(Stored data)
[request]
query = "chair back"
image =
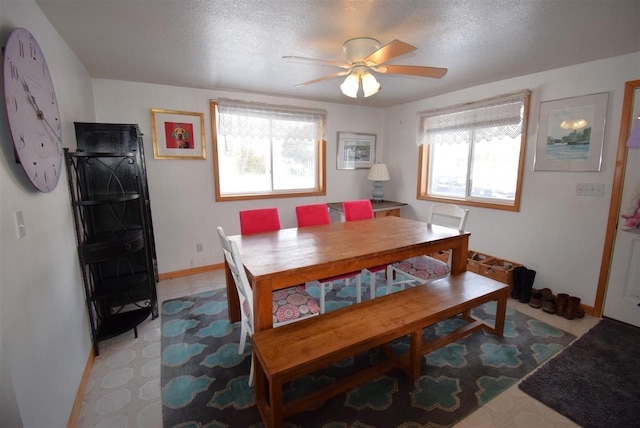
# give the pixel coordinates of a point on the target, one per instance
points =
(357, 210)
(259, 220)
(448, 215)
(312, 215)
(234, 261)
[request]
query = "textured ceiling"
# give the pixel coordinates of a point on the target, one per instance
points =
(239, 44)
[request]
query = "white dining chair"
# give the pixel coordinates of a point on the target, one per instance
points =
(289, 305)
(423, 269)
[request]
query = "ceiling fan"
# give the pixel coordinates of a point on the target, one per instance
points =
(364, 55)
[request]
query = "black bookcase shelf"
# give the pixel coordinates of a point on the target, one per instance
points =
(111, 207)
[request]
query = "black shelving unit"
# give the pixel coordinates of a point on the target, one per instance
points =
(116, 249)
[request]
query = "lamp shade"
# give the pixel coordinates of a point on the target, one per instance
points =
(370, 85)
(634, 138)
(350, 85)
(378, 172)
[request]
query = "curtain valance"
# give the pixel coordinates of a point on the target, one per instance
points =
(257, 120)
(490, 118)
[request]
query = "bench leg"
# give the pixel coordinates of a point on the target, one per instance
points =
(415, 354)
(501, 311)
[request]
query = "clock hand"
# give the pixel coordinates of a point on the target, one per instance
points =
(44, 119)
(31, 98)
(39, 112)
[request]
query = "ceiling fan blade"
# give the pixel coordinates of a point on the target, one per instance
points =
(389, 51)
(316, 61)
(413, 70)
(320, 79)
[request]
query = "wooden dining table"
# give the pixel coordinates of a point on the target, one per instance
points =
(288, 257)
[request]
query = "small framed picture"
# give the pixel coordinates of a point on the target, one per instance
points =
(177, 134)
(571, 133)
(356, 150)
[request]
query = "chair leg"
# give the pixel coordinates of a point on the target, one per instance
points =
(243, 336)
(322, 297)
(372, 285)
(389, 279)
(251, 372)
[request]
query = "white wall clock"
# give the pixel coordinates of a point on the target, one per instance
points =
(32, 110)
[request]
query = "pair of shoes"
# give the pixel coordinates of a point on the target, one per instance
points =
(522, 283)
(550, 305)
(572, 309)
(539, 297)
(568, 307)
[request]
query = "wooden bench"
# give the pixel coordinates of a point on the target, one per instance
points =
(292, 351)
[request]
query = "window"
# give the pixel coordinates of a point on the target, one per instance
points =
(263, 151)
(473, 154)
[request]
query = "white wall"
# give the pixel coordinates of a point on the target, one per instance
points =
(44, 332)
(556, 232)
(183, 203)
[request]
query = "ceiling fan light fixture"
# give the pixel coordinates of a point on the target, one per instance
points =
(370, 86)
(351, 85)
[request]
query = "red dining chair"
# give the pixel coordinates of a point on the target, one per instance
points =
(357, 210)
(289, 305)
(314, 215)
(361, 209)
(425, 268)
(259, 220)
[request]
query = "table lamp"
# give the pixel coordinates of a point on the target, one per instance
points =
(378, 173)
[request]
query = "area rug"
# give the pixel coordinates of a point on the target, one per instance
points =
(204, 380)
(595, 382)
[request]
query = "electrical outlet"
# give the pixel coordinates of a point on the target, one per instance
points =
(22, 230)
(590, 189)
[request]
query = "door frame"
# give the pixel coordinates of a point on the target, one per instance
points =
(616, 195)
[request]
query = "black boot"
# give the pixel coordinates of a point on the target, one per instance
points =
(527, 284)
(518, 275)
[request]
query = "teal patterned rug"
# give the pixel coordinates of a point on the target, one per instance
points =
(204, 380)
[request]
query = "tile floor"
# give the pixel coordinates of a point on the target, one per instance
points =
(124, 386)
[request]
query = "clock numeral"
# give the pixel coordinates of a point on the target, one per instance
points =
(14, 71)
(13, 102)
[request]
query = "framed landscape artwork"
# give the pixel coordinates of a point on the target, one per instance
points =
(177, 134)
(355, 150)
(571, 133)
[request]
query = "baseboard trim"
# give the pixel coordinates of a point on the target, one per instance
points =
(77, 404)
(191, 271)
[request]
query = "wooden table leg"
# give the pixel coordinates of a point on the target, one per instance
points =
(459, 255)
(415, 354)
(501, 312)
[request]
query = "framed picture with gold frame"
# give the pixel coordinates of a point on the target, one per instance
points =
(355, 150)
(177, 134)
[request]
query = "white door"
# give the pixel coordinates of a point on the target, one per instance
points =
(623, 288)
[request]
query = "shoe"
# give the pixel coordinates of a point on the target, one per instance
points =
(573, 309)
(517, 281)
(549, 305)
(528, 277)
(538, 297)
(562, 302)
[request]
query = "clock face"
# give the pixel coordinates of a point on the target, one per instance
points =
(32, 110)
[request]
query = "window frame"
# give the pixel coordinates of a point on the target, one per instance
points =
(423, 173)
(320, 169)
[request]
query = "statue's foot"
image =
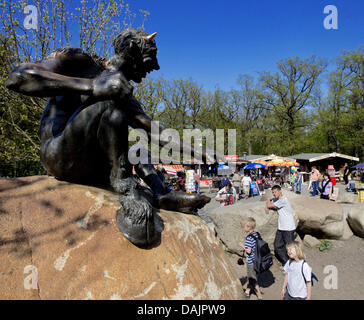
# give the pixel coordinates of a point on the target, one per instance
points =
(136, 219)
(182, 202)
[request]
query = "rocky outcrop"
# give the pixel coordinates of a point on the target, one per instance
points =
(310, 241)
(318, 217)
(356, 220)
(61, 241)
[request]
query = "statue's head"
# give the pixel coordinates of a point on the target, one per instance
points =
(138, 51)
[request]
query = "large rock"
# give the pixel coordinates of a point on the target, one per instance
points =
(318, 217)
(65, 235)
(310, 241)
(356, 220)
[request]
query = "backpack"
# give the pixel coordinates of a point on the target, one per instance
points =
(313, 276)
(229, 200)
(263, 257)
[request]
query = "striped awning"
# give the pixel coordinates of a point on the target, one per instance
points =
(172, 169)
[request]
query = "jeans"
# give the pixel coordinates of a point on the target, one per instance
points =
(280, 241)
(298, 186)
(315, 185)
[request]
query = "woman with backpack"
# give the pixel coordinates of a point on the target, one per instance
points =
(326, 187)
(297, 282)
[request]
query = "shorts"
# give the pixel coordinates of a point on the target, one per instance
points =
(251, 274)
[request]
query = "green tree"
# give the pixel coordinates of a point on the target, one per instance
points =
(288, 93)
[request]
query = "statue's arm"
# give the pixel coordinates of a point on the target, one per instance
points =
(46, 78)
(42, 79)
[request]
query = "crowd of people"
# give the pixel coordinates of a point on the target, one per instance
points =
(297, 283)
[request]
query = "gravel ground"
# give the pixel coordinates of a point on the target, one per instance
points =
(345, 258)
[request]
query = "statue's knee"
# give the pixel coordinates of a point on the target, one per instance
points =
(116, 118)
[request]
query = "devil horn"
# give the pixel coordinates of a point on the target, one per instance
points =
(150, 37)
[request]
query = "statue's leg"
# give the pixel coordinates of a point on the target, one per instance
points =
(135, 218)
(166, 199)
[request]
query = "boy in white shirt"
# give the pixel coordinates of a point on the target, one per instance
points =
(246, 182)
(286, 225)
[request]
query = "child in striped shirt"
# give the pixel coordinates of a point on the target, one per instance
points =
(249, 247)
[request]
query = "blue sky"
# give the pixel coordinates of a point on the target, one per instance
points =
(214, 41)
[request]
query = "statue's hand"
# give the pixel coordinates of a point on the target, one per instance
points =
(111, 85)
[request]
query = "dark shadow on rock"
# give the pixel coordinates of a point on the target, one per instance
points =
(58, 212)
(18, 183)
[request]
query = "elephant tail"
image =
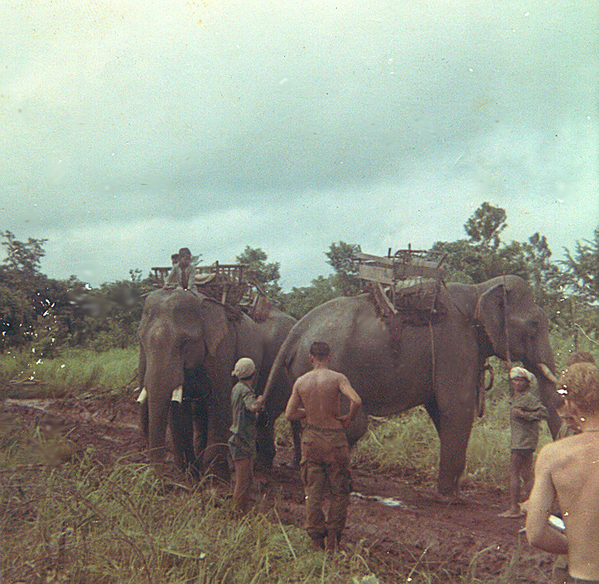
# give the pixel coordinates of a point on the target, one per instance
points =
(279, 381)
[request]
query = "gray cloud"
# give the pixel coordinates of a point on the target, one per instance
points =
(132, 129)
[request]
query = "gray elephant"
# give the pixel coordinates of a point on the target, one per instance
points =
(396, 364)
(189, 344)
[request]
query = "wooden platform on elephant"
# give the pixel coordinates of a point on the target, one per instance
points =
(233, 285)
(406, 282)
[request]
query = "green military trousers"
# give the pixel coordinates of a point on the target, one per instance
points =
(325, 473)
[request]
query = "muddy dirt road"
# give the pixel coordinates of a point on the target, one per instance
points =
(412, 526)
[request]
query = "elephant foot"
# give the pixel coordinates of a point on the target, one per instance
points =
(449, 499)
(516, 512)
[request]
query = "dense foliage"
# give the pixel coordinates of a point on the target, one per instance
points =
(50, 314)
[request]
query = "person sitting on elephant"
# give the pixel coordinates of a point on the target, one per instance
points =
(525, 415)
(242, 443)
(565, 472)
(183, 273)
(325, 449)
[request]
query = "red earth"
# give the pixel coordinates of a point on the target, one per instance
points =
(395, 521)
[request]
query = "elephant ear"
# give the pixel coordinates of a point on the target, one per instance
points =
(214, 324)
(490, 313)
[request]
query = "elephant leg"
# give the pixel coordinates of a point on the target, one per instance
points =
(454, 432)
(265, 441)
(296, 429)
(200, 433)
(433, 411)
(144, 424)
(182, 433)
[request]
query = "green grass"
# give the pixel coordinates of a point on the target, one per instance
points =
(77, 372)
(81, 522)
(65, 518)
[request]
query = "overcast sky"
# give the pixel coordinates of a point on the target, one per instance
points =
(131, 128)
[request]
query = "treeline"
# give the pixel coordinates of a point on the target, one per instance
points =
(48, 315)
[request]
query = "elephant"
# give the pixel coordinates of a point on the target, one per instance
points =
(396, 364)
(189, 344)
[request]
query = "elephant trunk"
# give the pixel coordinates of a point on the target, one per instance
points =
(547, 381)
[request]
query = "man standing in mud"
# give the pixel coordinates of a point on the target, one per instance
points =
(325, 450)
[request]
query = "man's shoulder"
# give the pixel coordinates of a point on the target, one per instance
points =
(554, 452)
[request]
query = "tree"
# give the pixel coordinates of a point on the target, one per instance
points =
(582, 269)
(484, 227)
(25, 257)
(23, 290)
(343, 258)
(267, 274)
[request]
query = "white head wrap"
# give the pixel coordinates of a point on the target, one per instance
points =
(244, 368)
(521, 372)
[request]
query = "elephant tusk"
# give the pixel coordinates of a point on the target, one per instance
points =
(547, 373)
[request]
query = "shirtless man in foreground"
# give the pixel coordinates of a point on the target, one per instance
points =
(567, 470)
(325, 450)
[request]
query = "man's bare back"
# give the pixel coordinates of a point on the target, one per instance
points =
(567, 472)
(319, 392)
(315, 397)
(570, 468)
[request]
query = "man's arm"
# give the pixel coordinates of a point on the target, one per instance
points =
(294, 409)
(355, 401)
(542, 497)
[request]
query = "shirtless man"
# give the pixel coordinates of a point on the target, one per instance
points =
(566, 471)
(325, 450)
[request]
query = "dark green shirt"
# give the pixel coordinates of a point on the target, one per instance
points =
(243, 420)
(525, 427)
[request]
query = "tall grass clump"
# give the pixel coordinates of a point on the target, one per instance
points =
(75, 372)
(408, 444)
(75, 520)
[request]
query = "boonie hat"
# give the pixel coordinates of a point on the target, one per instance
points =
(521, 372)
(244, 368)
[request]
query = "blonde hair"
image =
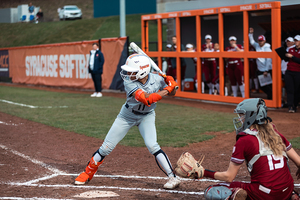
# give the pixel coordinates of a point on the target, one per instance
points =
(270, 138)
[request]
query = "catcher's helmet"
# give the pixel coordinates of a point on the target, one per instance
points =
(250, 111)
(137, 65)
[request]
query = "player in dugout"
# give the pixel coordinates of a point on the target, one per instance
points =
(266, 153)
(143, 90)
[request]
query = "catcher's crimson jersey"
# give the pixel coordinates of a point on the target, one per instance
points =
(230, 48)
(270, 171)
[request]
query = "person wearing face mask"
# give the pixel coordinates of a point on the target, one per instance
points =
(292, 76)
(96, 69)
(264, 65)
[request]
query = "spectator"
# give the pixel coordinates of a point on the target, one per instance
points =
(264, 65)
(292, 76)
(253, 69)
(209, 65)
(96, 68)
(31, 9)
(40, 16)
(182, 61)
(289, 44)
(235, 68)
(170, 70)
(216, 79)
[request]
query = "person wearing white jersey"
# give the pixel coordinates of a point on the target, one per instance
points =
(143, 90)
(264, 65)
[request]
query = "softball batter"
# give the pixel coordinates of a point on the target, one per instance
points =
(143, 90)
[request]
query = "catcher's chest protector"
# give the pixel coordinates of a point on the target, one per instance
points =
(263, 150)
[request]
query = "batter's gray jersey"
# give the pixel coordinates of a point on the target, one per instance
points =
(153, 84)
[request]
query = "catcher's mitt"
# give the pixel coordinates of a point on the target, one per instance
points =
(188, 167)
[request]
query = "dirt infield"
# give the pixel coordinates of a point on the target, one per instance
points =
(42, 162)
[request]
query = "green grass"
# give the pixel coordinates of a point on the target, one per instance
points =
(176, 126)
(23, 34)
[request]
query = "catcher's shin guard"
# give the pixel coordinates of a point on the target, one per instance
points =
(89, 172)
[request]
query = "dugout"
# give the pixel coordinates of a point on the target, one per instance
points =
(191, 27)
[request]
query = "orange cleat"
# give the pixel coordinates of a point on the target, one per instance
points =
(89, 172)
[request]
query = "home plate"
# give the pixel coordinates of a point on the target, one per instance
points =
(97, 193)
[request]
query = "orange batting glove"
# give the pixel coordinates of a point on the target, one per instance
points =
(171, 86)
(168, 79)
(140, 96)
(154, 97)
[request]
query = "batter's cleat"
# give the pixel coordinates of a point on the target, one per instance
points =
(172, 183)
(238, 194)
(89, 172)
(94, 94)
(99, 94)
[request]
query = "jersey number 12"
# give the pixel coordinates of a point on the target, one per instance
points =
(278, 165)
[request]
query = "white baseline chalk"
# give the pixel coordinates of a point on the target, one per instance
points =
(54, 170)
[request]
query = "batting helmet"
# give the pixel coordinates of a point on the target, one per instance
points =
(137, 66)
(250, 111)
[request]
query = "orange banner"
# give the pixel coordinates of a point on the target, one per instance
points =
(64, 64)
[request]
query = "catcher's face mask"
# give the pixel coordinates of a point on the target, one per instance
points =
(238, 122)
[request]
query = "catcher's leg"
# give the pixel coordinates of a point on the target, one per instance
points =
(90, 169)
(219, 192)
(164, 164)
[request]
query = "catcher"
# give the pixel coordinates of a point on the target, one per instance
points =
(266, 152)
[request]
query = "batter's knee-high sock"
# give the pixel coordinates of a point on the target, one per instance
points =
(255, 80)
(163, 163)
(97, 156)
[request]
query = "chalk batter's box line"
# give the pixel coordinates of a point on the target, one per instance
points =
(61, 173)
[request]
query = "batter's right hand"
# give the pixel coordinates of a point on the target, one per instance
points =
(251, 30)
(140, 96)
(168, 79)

| YOUR GOAL |
Count how many lines in the records above contain the string "person", matching case exactly, and give only that number.

| EXERCISE SOLUTION |
3